■ EXTRAIT DU DOCUMENT ■
Le mal : face à Dieu ?

L’un des prin­ci­paux argu­ments que l’on peut faire valoir contre l’existence de Dieu est qu’il y a du mal dans le monde. L’objection est tou­jours pré­sente dans la réflexion contem­po­raine des mili­tants de l’athéisme[1].

En 2005, le Traité d’athéologie de Michel Onfray a dif­fu­sé très lar­ge­ment (100 000 exem­plaires ven­dus) des idées fort super­fi­cielles[2] 2. Le suc­cès de cette publi­ca­tion ne montre qu’une chose : la fai­blesse cultu­relle du catho­li­cisme dans la France contem­po­raine. Beaucoup plus sub­til, André Comte-​Sponville pro­pose une spi­ri­tua­li­té athée[3]. Dans le monde anglo-​saxon, un suc­cès consi­dé­rable a été obte­nu par l’athéisme viru­lent de Richard Dawkins, bio­lo­giste pro­fes­seur à l’Université d’Oxford[4]. A Oxford encore, Sir Anthony Kenny, ancien prêtre catho­lique qui se pré­sente comme un spé­cia­liste de saint Thomas d’Aquin, a publié divers ouvrages en faveur de l’agnosticisme[5]. Une œuvre proche de celle de Dawkins, en moins polé­mique, a été publiée par son ami amé­ri­cain Daniel Dennett[6]. Sous un mode plus phi­lo­so­phique, Robin Le Poidevin, pro­fes­seur de phi­lo­so­phie de la reli­gion à l’Université de Leeds, entre­prend une réfu­ta­tion sys­té­ma­tique des argu­ments en faveur de l’existence de Dieu[7].

2. Les ques­tions posées par ces athées, à pro­pos de la ques­tion du mal, peuvent se résu­mer aux suivantes :

  • a) com­ment un Dieu tout-​puissant, omni­scient et infi­ni­ment bon peut-​il exis­ter en pré­sence du mal ?
  • b) l’argument de l’ordre du monde aus­si trou­blé peut-​il être uti­li­sé pour démon­trer l’existence de Dieu ?

■ DONNÉES FOURNIES ■
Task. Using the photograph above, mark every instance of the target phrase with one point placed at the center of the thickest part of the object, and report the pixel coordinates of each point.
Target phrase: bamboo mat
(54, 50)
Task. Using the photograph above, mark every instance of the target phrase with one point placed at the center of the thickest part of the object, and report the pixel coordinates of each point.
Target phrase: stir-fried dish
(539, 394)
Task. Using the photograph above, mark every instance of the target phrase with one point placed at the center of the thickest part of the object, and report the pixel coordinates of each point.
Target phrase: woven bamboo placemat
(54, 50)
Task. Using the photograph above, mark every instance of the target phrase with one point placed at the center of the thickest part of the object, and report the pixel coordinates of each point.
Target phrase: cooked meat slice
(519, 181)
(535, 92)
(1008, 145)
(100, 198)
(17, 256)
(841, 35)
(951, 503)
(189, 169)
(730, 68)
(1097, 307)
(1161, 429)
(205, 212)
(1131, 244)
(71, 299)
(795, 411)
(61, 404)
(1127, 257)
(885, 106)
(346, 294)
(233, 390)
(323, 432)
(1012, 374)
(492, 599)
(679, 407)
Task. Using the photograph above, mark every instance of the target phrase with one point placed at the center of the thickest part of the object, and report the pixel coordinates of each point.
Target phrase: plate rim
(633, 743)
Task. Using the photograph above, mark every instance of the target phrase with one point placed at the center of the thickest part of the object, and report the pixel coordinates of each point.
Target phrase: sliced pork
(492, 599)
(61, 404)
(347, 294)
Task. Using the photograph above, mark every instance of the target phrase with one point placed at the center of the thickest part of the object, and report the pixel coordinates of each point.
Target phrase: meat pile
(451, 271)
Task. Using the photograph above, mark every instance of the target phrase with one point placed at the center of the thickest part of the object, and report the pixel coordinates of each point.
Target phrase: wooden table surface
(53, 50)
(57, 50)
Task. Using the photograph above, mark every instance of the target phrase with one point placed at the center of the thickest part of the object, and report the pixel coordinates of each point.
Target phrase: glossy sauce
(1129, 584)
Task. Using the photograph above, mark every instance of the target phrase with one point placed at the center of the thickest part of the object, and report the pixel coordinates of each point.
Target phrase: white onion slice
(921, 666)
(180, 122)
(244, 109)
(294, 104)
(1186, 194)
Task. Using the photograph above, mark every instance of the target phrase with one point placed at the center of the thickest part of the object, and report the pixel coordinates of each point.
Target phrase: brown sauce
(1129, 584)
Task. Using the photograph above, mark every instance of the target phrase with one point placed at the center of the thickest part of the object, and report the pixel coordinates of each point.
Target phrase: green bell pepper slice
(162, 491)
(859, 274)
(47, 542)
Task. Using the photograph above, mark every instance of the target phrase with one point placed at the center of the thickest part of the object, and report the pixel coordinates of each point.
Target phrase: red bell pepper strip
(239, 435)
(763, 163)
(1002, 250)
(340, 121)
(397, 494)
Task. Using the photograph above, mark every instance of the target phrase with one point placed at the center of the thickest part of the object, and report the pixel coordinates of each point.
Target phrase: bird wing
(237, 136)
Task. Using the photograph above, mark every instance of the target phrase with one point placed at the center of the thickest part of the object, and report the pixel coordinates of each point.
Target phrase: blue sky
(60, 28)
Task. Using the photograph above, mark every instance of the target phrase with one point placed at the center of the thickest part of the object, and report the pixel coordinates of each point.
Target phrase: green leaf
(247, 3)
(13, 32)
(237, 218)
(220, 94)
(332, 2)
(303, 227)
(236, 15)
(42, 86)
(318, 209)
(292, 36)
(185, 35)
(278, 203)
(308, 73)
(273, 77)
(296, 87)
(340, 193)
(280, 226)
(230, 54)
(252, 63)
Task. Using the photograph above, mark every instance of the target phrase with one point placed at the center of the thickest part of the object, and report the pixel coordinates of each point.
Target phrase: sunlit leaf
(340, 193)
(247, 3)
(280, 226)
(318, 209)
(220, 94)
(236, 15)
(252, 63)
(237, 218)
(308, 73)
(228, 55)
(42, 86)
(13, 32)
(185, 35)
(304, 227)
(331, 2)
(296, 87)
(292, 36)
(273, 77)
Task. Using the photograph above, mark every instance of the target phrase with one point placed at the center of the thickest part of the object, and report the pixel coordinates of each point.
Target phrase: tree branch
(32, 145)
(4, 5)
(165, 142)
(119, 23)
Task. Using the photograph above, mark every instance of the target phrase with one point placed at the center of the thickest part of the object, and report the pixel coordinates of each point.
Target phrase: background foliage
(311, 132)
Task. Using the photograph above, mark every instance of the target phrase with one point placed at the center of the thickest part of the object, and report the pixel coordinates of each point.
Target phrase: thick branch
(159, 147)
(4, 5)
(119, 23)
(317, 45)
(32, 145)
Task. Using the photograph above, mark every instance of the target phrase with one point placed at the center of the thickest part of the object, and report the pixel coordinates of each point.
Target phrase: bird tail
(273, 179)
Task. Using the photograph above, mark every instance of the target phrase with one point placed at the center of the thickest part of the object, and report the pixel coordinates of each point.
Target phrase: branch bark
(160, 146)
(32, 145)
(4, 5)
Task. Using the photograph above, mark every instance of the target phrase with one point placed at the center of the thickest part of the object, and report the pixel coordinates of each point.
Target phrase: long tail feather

■ LISTE DES TÂCHES ■
**1)** Répondez aux questions suivantes d'après l'extrait sur le mal et l'existence de Dieu :
(a) Combien d'exemplaires du Traité d'athéologie ont été vendus ?
(b) Dans quelle université Robin Le Poidevin est-il professeur ?
(c) Quels attributs de Dieu la question a) énumère-t-elle ?
**2)** Relevez toutes les personnes auxquelles l'extrait sur le mal et l'existence de Dieu attribue une œuvre ou une position en faveur de l'athéisme ou de l'agnosticisme.
**3)** Rédigez la suite de l'extrait sur le mal et l'existence de Dieu, à partir de la question b).
Les entrées proviennent d'une autre source.

■ RÉPONSES PAR TÂCHE ■
**1)**
(a) 100 000 exemplaires.
(b) L'Université de Leeds.
(c) Tout-puissant, omniscient et infiniment bon.

**2)** Michel Onfray, André Comte-Sponville, Richard Dawkins, Sir Anthony Kenny, Daniel Dennett, Robin Le Poidevin.

**3)**
  • c) le mal soit phy­sique soit moral est attri­buable en fin de compte à la res­pon­sa­bi­li­té du Créateur
  • d) dire que le mal existe parce que Dieu nous laisse libres revient à nier la liber­té de Dieu et des bien­heu­reux, à mettre l’ignorance au-​dessus de la connaissance
  • e) com­ment un Dieu Père peut-​il lais­ser ses enfants souffrir ?

3. Dans la Somme théo­lo­gique, à l’article 3 de la ques­tion II, saint Thomas d’Aquin pré­sente cet argu­ment de manière beau­coup plus tech­nique, c’est-à-dire méta­phy­sique. L’objectant part en effet d’un prin­cipe logique : « De deux contraires, si l’un est infi­ni, l’autre est tota­le­ment abo­li ». Par exemple, une lumière d’intensité finie lais­se­rait encore sub­sis­ter des zones d’ombre, mais s’il exis­tait une lumière infi­nie, toute obs­cu­ri­té dis­pa­raî­trait néces­sai­re­ment. Le mot Dieu évoque la notion d’un bien infi­ni. C’est pour­quoi, si la réa­li­té dési­gnée par le mot Dieu exis­tait, il n’y aurait abso­lu­ment aucun mal. L’objection peut se mettre en forme de la manière suivante :

Majeure 1 : si Dieu est, le mal n’est pas
Mineure 1 : or, le mal est.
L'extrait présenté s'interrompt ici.